Travailleurs détachés : Une victoire contre l’exploitation

Après un mois de grève, vingt salariés roumains employés sur des chantiers français ont obtenu gain de cause. Ils dénoncent des pratiques ahurissantes et racontent leurs conditions de vie.

Maïa Courtois  • 19 juillet 2017 abonné·es
Travailleurs détachés : Une victoire contre l’exploitation
© photo : LOIC VENANCE/AFP

S alariés détachés roumains de Criptana en grève ». Leur banderole commence à prendre l’eau, mais ils ne bougent pas de la place des Invalides, à deux pas de l’Assemblée nationale. Dans ce rassemblement intersyndical tenu sous la pluie, le 27 juin, la présence de ces vingt travailleurs roumains suscite la curiosité. Criptana ? Un groupe espagnol d’entreprises employant une centaine de salariés, spécialisé dans l’installation d’équipements thermiques et de climatisation. Des géants du BTP comme Bouygues, Engie-Axima ou encore Léon Grosse font appel à Criptana comme sous-traitant. Ces travailleurs détachés ont été la base invisible de chantiers de taille, notamment publics : ministère de la Défense, palais de justice de Paris, hôpital de Lille, canopée des Halles parisiennes…

Ne maîtrisant pas le français, les manifestants laissent André Fadda, de l’USI-CGT, s’exprimer pour eux : « Criptana envoie des travailleurs détachés en France, en Belgique, en Espagne, en Algérie, mais aussi en Uruguay et au Paraguay. » En vertu des règlements européens, l’entreprise doit respecter le salaire minimum des pays d’accueil, mais elle paie les cotisations sociales du pays d’origine, ce qui permet de casser le prix de la main-d’œuvre. Lorsque les échanges peuvent se faire en espagnol, la parole se libère : « On bosse cinquante heures par semaine, on n’a pas de vacances, la nourriture et le logement sont prélevés sur notre salaire », énumère Marius d’une voix calme. Autour de lui, ses camarades acquiescent, commencent à parler tous en même temps et invitent à venir les voir dans leur QG de grève, en Seine-et-Marne, là où ils vivent.

CONSIGNE A = Selon l'article sur les travailleurs détachés, dans quel domaine le groupe Criptana est-il spécialisé ?
CONSIGNE B = Transcrivez l'article sur les travailleurs détachés depuis « Ne maîtrisant pas » jusqu'à « où ils vivent. » inclus.

JEU DE DONNÉES =
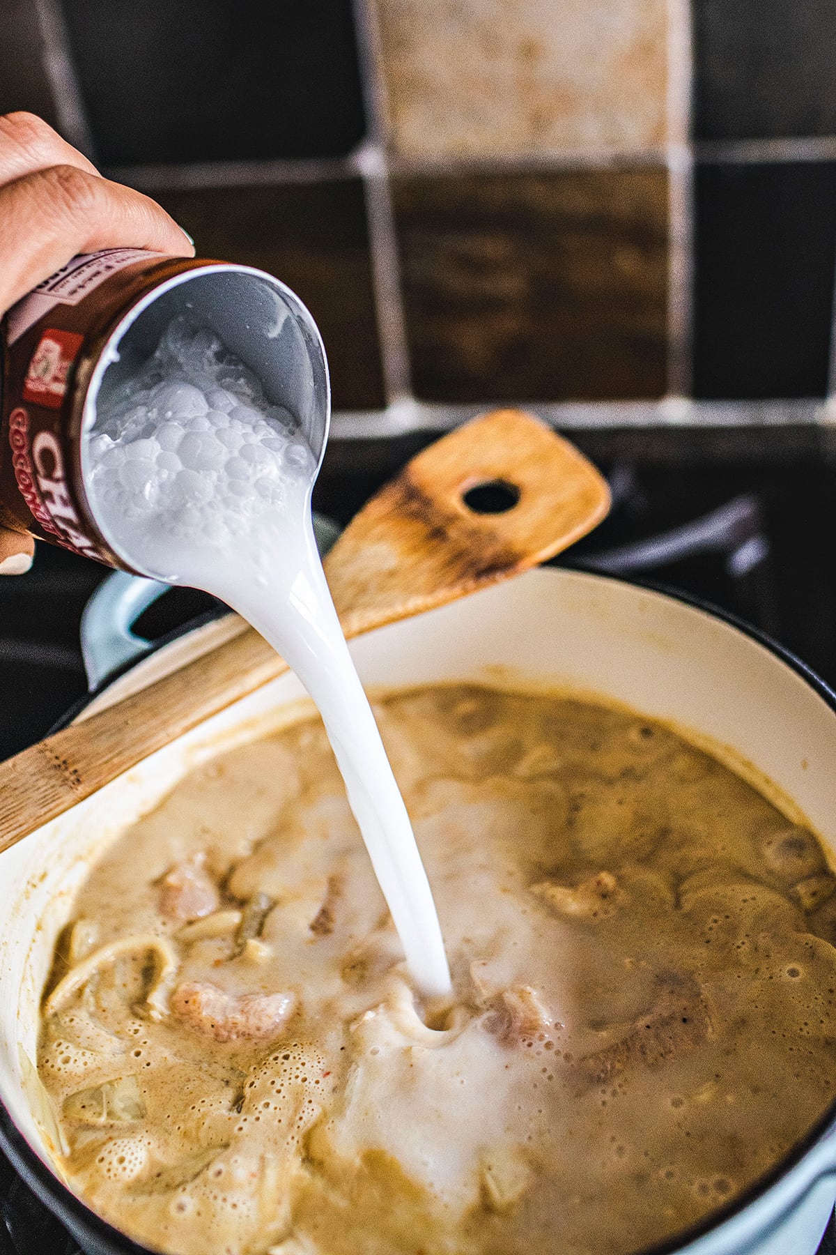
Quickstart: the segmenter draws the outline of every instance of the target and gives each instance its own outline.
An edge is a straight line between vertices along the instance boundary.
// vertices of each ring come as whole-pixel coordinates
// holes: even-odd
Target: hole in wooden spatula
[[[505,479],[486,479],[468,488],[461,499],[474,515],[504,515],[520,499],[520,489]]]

* * *

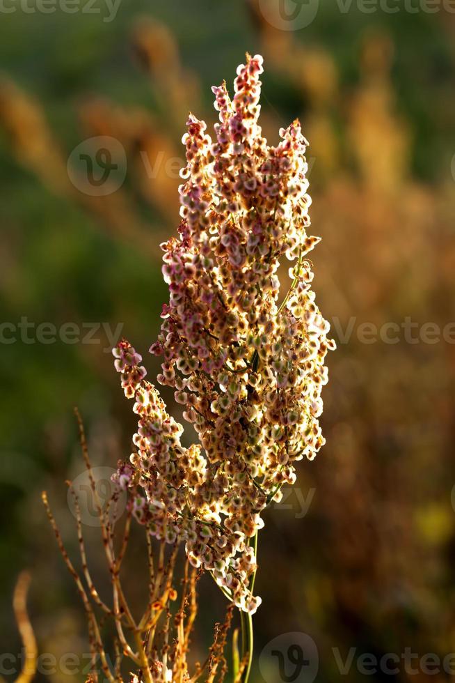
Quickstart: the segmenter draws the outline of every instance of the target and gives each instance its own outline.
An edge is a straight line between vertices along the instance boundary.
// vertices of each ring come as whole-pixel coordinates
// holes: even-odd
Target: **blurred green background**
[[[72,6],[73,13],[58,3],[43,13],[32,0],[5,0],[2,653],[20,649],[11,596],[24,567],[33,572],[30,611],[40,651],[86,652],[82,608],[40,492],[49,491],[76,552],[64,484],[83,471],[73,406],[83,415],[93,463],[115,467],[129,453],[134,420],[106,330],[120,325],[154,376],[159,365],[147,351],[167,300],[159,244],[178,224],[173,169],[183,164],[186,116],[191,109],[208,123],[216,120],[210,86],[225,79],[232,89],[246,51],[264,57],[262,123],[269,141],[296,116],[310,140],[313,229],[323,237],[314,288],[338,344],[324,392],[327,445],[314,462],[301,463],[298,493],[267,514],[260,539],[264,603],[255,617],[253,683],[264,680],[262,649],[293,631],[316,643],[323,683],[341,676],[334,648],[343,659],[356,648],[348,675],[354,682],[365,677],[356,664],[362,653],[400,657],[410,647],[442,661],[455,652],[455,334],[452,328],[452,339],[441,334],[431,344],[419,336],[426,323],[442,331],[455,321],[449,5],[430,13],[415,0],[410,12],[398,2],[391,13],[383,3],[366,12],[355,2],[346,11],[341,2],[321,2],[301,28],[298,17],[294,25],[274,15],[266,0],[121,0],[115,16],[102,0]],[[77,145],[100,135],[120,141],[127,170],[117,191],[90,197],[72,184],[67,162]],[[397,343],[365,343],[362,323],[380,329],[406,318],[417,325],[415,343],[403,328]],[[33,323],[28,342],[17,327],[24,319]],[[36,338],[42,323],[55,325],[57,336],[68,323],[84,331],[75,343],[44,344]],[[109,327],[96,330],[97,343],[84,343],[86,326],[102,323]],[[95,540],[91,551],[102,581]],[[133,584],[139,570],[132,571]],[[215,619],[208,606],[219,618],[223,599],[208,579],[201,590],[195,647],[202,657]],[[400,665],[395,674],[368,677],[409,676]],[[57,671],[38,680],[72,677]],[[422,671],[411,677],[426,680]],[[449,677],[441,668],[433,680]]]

RÉPONSE ATTENDUE A = Dans l'installation d'équipements thermiques et de climatisation.

RÉPONSE ATTENDUE B =
Ne maîtrisant pas le français, les manifestants laissent André Fadda, de l’USI-CGT, s’exprimer pour eux : « Criptana envoie des travailleurs détachés en France, en Belgique, en Espagne, en Algérie, mais aussi en Uruguay et au Paraguay. » En vertu des règlements européens, l’entreprise doit respecter le salaire minimum des pays d’accueil, mais elle paie les cotisations sociales du pays d’origine, ce qui permet de casser le prix de la main-d’œuvre. Lorsque les échanges peuvent se faire en espagnol, la parole se libère : « On bosse cinquante heures par semaine, on n’a pas de vacances, la nourriture et le logement sont prélevés sur notre salaire », énumère Marius d’une voix calme. Autour de lui, ses camarades acquiescent, commencent à parler tous en même temps et invitent à venir les voir dans leur QG de grève, en Seine-et-Marne, là où ils vivent.